◆ **TASK INSTRUCTIONS**
Reproduce word for word the lines of the material below, starting with the line that contains "out the blue" and going on through the line that contains "x=159, y=244", both of those lines included.

START DATA SHOWN

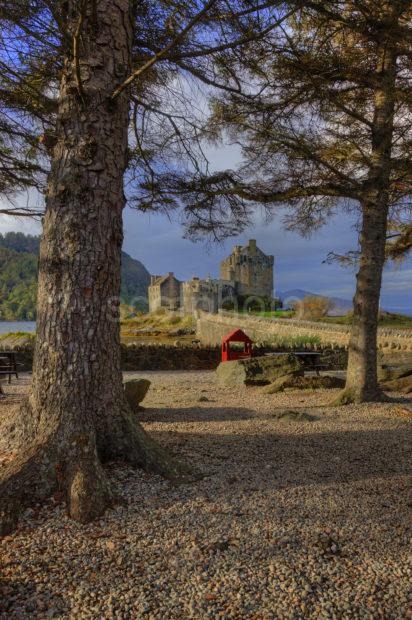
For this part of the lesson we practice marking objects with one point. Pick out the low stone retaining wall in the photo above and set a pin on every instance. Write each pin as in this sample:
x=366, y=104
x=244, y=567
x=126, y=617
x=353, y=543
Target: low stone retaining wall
x=212, y=327
x=157, y=357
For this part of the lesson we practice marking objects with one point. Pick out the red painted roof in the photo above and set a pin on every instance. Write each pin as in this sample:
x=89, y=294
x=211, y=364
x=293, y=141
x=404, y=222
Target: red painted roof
x=237, y=335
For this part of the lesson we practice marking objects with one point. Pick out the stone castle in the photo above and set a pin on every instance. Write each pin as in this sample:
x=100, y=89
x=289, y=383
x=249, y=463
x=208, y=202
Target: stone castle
x=247, y=272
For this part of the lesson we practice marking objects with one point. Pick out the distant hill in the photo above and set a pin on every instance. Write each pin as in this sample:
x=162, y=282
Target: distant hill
x=341, y=306
x=18, y=278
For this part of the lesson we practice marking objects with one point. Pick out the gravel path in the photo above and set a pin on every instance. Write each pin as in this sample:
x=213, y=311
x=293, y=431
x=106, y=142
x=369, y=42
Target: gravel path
x=307, y=519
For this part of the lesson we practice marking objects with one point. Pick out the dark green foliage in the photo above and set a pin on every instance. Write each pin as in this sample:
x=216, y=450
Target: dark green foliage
x=18, y=278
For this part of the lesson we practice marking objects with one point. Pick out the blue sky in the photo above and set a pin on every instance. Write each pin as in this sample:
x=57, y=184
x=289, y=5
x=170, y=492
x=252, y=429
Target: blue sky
x=159, y=244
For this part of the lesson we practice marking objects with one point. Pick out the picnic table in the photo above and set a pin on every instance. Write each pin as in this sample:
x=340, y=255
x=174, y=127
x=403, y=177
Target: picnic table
x=8, y=365
x=310, y=359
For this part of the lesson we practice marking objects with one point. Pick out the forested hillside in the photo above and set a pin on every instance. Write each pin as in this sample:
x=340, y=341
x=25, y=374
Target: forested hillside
x=18, y=278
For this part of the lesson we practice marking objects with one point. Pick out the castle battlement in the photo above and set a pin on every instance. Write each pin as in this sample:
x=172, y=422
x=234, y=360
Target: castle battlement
x=246, y=272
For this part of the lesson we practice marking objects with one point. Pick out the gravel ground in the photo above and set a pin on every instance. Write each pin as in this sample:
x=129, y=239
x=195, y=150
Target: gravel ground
x=305, y=519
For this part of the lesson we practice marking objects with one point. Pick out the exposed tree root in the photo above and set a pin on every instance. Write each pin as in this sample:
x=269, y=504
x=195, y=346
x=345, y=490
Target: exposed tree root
x=74, y=467
x=350, y=396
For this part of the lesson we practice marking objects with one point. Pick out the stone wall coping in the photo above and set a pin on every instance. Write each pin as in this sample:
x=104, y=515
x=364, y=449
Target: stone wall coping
x=315, y=325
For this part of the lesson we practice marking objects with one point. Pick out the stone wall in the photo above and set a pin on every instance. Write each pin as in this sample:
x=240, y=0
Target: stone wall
x=157, y=357
x=211, y=329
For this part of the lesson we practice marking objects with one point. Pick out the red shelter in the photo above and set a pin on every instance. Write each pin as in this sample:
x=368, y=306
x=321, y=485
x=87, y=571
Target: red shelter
x=236, y=336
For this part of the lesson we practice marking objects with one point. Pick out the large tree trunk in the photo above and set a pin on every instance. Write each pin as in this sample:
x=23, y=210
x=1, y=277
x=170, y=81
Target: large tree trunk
x=361, y=382
x=76, y=416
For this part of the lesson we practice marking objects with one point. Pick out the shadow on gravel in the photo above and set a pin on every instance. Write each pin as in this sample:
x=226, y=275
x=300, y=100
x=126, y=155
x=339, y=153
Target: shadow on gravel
x=271, y=458
x=196, y=414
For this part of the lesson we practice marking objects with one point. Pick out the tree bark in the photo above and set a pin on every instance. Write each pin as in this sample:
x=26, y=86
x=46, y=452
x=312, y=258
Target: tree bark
x=362, y=383
x=76, y=416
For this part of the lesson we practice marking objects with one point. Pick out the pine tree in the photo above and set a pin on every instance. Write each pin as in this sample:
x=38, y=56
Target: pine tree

END DATA SHOWN

◆ **TASK OUTPUT**
For this part of the lesson we practice marking objects with one point. Pick out the blue sky in the photo above and set a pin on every instance. Write each pin as in this sample:
x=57, y=184
x=289, y=5
x=170, y=492
x=252, y=429
Target: blue sky
x=159, y=244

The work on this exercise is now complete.